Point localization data
· · · ·

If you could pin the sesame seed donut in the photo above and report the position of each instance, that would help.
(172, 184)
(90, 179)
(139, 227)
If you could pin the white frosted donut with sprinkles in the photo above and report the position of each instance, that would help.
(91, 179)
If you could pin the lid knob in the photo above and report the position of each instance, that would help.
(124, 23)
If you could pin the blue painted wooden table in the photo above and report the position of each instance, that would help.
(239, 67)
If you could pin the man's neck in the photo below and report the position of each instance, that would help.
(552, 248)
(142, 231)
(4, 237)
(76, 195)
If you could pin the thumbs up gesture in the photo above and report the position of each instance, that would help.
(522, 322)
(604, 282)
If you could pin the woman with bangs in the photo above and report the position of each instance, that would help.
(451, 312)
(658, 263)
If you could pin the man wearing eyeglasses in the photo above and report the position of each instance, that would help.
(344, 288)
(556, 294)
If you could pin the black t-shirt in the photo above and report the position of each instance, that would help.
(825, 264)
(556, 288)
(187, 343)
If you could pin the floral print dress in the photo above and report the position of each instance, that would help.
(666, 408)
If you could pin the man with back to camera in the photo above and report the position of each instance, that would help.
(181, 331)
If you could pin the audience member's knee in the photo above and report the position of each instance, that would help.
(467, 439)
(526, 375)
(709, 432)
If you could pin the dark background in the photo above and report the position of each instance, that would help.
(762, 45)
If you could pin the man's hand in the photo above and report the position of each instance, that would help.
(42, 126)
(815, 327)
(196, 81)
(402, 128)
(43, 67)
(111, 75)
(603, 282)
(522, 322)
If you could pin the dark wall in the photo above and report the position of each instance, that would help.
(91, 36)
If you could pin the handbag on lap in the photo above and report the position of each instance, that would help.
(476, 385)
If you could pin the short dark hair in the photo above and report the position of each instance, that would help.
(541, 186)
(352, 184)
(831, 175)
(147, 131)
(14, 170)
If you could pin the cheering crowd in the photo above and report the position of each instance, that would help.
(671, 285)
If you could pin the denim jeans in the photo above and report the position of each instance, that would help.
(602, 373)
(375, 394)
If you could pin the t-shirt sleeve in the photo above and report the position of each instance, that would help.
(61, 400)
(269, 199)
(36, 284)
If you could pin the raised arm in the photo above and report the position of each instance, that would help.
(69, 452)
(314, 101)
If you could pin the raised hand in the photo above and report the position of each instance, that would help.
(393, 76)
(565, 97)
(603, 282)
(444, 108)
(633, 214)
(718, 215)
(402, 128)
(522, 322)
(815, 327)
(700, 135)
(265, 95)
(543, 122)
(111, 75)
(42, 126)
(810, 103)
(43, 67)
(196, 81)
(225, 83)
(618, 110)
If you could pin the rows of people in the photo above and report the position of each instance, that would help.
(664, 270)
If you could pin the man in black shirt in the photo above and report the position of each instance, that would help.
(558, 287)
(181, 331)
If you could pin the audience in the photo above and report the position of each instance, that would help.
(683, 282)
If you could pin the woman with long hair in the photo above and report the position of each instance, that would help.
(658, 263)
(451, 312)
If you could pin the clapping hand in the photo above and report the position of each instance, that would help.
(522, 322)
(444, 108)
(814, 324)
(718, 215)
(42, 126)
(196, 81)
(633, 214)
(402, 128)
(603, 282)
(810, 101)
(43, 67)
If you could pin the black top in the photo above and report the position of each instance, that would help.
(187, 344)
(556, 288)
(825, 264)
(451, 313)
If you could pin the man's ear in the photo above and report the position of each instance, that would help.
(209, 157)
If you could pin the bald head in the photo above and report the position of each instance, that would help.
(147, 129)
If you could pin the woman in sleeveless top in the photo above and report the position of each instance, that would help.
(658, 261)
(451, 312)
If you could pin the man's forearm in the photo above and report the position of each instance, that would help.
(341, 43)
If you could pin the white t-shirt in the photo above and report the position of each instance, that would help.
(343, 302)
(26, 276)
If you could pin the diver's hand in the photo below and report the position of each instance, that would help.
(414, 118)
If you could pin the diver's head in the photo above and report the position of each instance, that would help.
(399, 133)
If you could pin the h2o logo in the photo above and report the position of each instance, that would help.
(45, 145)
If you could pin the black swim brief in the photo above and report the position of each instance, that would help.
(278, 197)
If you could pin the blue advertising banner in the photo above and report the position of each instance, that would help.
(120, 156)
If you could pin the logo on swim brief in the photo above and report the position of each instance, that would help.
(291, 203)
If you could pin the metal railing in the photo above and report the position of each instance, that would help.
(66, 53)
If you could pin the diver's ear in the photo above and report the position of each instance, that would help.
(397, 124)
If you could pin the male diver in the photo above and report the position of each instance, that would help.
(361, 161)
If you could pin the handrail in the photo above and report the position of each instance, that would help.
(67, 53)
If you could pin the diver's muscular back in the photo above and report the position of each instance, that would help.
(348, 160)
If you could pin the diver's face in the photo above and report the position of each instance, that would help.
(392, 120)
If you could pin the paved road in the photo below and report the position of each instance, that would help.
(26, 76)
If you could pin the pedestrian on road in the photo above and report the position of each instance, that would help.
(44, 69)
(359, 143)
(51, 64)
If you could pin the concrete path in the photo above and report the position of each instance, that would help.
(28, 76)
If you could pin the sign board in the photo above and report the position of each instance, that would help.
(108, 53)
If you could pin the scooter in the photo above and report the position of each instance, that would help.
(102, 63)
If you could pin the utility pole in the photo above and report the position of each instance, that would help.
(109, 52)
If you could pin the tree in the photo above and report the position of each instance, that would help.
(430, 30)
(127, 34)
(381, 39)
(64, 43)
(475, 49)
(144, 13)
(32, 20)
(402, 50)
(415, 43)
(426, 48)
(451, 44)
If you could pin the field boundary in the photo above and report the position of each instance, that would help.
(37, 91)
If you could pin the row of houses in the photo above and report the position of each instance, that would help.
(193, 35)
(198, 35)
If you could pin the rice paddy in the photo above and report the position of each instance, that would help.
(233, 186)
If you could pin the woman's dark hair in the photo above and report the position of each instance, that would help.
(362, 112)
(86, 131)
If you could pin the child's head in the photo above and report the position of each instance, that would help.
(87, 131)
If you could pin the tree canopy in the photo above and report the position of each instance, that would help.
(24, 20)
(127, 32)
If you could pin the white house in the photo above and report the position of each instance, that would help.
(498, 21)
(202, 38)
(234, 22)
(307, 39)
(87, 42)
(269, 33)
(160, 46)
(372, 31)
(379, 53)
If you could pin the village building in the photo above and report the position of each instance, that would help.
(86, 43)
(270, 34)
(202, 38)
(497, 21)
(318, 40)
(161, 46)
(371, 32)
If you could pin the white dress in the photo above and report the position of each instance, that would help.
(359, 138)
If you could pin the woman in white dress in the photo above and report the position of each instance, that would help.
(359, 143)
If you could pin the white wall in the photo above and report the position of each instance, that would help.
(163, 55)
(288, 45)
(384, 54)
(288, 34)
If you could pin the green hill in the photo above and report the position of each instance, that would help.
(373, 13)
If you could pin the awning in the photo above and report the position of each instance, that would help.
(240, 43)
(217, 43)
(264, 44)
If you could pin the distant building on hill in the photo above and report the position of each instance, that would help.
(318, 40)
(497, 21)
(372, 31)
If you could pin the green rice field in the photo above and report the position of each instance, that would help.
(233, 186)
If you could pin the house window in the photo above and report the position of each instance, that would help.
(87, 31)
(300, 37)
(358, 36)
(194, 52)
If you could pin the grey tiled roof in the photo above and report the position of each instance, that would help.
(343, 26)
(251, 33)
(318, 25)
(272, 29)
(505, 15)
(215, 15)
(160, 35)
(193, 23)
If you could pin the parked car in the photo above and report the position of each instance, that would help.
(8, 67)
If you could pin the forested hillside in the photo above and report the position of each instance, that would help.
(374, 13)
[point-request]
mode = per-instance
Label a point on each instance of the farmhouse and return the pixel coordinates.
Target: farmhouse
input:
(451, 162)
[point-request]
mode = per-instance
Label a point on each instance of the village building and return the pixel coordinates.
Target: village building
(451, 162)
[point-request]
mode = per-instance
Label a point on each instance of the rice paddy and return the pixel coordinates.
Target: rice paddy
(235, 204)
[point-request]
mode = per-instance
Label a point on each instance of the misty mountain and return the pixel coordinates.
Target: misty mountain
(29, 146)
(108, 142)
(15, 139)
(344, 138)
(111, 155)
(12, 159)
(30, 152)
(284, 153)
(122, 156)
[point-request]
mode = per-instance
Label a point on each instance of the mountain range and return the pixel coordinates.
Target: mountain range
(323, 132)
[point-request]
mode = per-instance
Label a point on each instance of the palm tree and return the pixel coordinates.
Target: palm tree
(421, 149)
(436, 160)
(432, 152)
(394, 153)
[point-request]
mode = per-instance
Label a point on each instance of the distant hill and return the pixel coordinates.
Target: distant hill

· · · ·

▶ [WHAT YOU NEED TO DO] This exercise calls for the lines from the one holding "Target: mountain range" through the end of the entries, transcribed exactly and with nothing more.

▶ [REPLY TO THE EXERCISE]
Target: mountain range
(323, 132)
[point-request]
mode = per-instance
Label a point on each instance of the palm tree and return the pixel coordinates.
Target: palm tree
(421, 149)
(436, 160)
(432, 152)
(394, 153)
[point-request]
mode = per-instance
Label a point on each instance of the distant hill and return the pixel coordinates.
Target: distant hill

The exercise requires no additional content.